THE TASK
For the data below, restate word for word only the lines from the line containing "Would you be able to indicate the dirt path" through the line containing "Would you be able to indicate the stone block", both ends included.

***** DATA PROVIDED

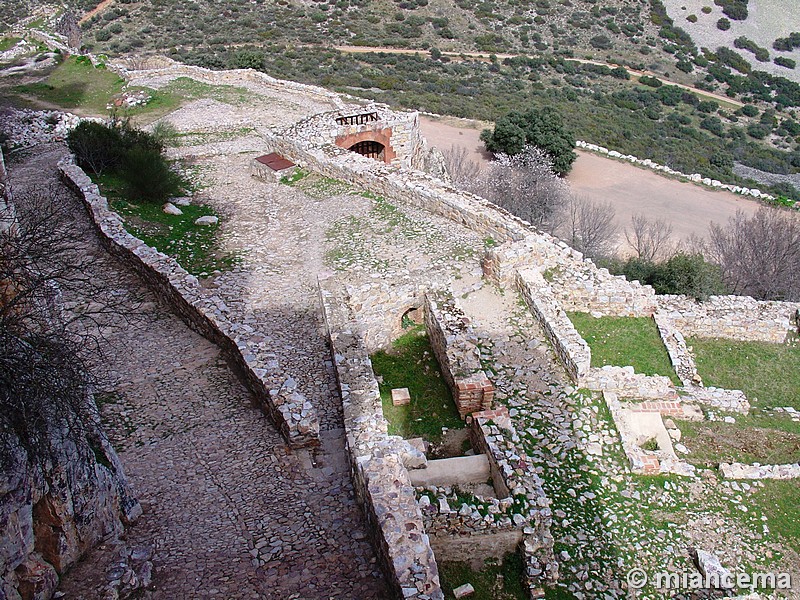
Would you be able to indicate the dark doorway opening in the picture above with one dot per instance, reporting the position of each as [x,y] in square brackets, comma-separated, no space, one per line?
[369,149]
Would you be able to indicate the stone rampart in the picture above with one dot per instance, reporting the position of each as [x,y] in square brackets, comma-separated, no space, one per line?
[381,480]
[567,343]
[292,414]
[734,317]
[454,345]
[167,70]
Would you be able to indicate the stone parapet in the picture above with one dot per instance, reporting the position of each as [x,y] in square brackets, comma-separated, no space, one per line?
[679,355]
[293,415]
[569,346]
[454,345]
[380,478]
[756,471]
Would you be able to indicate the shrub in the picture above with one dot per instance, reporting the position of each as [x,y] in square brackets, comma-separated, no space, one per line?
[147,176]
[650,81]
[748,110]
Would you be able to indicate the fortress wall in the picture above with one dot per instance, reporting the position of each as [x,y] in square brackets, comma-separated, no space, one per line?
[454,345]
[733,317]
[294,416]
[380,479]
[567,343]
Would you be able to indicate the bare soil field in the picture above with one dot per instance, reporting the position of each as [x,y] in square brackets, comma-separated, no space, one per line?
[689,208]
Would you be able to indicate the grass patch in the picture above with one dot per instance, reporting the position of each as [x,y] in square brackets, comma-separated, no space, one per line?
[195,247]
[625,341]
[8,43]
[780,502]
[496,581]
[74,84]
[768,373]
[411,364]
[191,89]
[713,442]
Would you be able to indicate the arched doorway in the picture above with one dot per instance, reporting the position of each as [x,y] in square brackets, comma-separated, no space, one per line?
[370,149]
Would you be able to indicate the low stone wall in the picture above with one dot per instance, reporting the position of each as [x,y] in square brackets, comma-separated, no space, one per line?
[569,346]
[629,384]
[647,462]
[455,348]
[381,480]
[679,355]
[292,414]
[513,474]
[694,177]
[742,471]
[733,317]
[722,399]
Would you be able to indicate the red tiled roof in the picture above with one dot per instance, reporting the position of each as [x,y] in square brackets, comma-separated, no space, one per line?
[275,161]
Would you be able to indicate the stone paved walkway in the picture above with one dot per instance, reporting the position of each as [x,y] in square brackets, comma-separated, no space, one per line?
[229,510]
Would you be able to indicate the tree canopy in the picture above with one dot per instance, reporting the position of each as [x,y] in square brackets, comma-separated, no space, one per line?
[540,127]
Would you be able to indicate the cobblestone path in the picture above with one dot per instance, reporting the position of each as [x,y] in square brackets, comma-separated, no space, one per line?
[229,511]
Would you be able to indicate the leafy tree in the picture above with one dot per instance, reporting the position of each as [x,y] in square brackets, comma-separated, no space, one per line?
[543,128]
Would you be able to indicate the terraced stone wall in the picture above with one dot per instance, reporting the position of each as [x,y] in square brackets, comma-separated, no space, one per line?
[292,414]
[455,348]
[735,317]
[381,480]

**********
***** DATA PROVIDED

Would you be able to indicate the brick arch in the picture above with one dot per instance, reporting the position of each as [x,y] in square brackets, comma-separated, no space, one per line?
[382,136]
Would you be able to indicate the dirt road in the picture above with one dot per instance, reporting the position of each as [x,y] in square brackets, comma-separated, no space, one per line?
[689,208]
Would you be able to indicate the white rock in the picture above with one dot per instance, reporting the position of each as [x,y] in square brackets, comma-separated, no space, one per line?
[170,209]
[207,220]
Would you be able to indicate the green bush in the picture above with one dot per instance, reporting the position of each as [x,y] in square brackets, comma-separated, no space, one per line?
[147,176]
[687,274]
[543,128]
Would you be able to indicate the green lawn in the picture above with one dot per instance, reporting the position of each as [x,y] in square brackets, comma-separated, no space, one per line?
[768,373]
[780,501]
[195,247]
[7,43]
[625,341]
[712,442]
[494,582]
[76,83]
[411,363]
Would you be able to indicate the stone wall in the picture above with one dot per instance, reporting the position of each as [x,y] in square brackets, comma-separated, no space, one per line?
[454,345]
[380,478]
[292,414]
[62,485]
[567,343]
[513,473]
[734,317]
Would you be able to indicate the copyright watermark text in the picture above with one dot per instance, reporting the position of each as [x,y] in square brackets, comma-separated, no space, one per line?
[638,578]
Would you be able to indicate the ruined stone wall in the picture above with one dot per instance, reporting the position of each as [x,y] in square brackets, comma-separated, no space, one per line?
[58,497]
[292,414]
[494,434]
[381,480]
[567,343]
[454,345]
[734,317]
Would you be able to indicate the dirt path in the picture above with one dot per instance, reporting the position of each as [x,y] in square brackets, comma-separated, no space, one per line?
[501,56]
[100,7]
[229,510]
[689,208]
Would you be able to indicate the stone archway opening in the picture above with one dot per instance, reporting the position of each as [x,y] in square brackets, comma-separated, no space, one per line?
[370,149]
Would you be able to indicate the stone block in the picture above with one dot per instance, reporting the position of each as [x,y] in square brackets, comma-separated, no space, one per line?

**********

SOLUTION FOR THIS TASK
Would you be able to indicate the dirt path in the picture above with one dot per instance, reporting the position of each as [x,y] in square brackets, comma-separated, no space, one per line?
[501,56]
[100,7]
[229,510]
[689,208]
Would you be able to indicate the stone archway opening in the picture above with one dot per instance, reporting the position of each as [x,y] in square brackets, comma-separated, no space, one per line?
[370,149]
Would you be able to indicate the stone block in the picture above with one dot per instance, reporting the position of each as [x,y] in square brackets, comma-separated, no space, one per line?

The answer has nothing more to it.